EXERCISE DETAILS: Copy each entry exactly, leaving nothing out.

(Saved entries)
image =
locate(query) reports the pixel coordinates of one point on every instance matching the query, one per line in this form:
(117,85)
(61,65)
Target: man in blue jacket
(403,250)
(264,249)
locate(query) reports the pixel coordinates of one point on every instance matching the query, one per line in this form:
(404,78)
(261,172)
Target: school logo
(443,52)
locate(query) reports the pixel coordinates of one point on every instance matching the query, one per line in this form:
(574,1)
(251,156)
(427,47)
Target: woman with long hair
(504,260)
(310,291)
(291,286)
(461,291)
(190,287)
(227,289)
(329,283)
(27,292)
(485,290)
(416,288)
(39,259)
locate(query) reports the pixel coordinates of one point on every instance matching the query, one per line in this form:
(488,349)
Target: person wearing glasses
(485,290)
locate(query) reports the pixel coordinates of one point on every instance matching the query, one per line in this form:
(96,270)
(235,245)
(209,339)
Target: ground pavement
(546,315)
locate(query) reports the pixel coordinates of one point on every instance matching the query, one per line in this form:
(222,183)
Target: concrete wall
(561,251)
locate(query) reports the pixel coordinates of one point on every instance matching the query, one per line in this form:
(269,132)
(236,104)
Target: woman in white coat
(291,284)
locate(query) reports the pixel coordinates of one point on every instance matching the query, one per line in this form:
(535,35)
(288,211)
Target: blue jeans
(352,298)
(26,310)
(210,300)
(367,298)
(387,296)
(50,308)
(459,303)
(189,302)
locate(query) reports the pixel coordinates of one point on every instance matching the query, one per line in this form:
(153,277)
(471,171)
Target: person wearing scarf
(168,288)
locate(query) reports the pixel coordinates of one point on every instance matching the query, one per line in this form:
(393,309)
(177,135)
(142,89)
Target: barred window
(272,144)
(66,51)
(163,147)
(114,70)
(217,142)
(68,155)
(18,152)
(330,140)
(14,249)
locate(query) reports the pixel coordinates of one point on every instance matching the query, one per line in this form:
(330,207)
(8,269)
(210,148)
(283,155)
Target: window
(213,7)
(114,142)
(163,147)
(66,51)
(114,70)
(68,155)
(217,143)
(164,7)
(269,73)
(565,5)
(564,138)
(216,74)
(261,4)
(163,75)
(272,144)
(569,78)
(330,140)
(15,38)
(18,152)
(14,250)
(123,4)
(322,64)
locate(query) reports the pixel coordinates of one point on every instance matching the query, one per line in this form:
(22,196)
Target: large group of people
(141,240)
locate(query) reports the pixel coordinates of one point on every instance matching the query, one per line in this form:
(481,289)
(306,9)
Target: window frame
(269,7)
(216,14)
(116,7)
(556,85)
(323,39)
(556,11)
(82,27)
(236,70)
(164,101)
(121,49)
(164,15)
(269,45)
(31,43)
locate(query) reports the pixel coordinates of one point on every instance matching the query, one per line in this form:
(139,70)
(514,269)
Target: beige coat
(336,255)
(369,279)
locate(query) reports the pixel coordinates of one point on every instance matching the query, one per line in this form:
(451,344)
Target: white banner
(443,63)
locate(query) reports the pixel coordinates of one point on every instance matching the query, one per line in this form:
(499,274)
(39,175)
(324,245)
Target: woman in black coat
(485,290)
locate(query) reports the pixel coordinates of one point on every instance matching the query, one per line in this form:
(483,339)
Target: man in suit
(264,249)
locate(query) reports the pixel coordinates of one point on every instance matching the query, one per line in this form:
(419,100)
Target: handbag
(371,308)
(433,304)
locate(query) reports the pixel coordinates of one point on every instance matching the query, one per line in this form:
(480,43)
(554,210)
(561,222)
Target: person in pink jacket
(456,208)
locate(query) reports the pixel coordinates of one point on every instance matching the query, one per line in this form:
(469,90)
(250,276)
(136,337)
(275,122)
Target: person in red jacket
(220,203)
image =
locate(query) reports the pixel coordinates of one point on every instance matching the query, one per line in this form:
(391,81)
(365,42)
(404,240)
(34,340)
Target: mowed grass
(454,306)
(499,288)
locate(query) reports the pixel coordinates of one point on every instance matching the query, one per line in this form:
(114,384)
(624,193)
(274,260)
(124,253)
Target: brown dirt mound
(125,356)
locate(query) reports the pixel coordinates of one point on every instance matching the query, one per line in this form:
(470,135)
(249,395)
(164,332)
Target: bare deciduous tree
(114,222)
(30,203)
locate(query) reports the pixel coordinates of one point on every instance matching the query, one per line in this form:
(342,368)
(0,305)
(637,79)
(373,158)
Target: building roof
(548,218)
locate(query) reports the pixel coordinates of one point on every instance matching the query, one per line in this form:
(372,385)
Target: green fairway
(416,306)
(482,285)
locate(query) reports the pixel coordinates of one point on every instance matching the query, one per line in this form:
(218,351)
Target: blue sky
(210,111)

TASK OUTPUT:
image =
locate(query) reports the pixel coordinates of one point on every instance matching the query, one per line in this form:
(117,85)
(61,65)
Target: man in blue jacket
(403,250)
(264,249)
locate(query) reports the pixel coordinates of one point on every instance matching the query, one per line in this form:
(404,78)
(261,172)
Target: school logo
(443,52)
locate(query) reports the pixel coordinates of one point on every instance matching the query, one per line in this form:
(574,1)
(251,156)
(427,47)
Target: woman with long hair
(504,260)
(310,291)
(291,286)
(461,291)
(190,287)
(227,289)
(329,283)
(27,292)
(485,290)
(416,288)
(39,259)
locate(query) reports the pixel coordinates of one point on every instance matching the query, one per line in this form:
(488,349)
Target: person wearing glasses
(485,290)
locate(query) reports the pixel coordinates of one point on every instance matching the query, one per line in this form:
(96,270)
(235,245)
(209,339)
Target: ground pavement
(546,315)
locate(query) reports the pixel coordinates of one point on every instance matching the query, one per line in this form:
(222,183)
Target: concrete wall
(561,251)
locate(query) reports the pixel coordinates of one point on every instance matching the query, one per line in this form:
(269,132)
(236,104)
Target: woman in white coat
(291,284)
locate(query) reports the pixel coordinates of one point on every instance matching the query, one per line in this form:
(535,35)
(288,211)
Target: blue jeans
(352,298)
(26,310)
(210,300)
(367,298)
(387,296)
(50,308)
(459,303)
(189,302)
locate(query) reports the pixel coordinates of one point on every instance matching the query, one per line in this form:
(153,277)
(471,171)
Target: person wearing scarf
(168,288)
locate(query) reports the pixel coordinates of one point on every instance matching the query, one per line in this form:
(393,309)
(177,135)
(142,89)
Target: barred window
(272,144)
(66,51)
(163,147)
(114,70)
(217,142)
(68,155)
(18,152)
(330,140)
(14,249)
locate(query) reports the pixel coordinates of one point on every instance matching the query, one per line in this form:
(330,207)
(8,269)
(210,148)
(283,155)
Target: window
(213,7)
(114,142)
(163,147)
(66,51)
(114,70)
(68,155)
(217,143)
(164,7)
(269,73)
(565,5)
(564,138)
(216,74)
(261,4)
(163,75)
(272,144)
(569,78)
(330,140)
(15,38)
(18,152)
(14,250)
(123,4)
(322,64)
locate(query) reports the pixel coordinates of one point on every instance matching the query, one per line in this form:
(22,196)
Target: large group of people
(141,240)
locate(query) reports the pixel coordinates of one point on every instance matching the query, one per line in this form:
(481,289)
(306,9)
Target: window frame
(269,7)
(216,14)
(116,7)
(556,85)
(323,39)
(556,11)
(82,27)
(236,70)
(164,101)
(121,49)
(164,15)
(269,45)
(31,43)
locate(query) reports the pixel coordinates of one point on every instance matching the query, one per line in this form:
(139,70)
(514,269)
Target: beige coat
(336,255)
(369,279)
locate(query) reports the pixel coordinates of one point on every instance matching the query, one per line in this form:
(451,344)
Target: white banner
(443,63)
locate(query) reports the pixel coordinates of one point on every instance matching the query, one per line in this form:
(499,274)
(39,175)
(324,245)
Target: woman in black coat
(485,290)
locate(query) reports the pixel coordinates of one point on every instance matching the query, one per line in this form:
(483,339)
Target: man in suit
(264,249)
locate(query) reports the pixel coordinates of one point on every instance matching the query, one per line in this form:
(419,100)
Target: handbag
(371,308)
(433,304)
locate(query) reports the pixel coordinates of one point on every instance matching the query, one per line in this form:
(480,43)
(554,210)
(561,222)
Target: person in pink jacket
(456,208)
locate(query) reports the pixel coordinates of one point on every instance matching the query, one per line in this form:
(469,90)
(250,276)
(136,337)
(275,122)
Target: person in red jacket
(220,203)
image =
locate(query) reports the pixel coordinates of one point on every instance matching the query, one per line in this form:
(391,81)
(365,42)
(404,240)
(34,340)
Target: mowed grass
(454,306)
(499,288)
locate(query) reports the pixel coordinates of one point on every instance matching the query, one per line in this form:
(114,384)
(624,193)
(274,260)
(124,253)
Target: brown dirt mound
(125,356)
locate(query) reports the pixel coordinates of one point on every instance matching the query, one per line in this form:
(470,135)
(249,395)
(164,332)
Target: bare deciduous tree
(114,222)
(30,203)
locate(query) reports the pixel coordinates of one point on every instance matching the query, one per line in this form:
(342,368)
(0,305)
(637,79)
(373,158)
Target: building roof
(548,218)
locate(query) reports the pixel coordinates of one point on every instance matching the query, one per line in this form:
(372,385)
Target: green fairway
(416,306)
(482,285)
locate(query) reports the pixel coordinates of one point on every instance matching the query, one per line in this form:
(218,351)
Target: blue sky
(210,111)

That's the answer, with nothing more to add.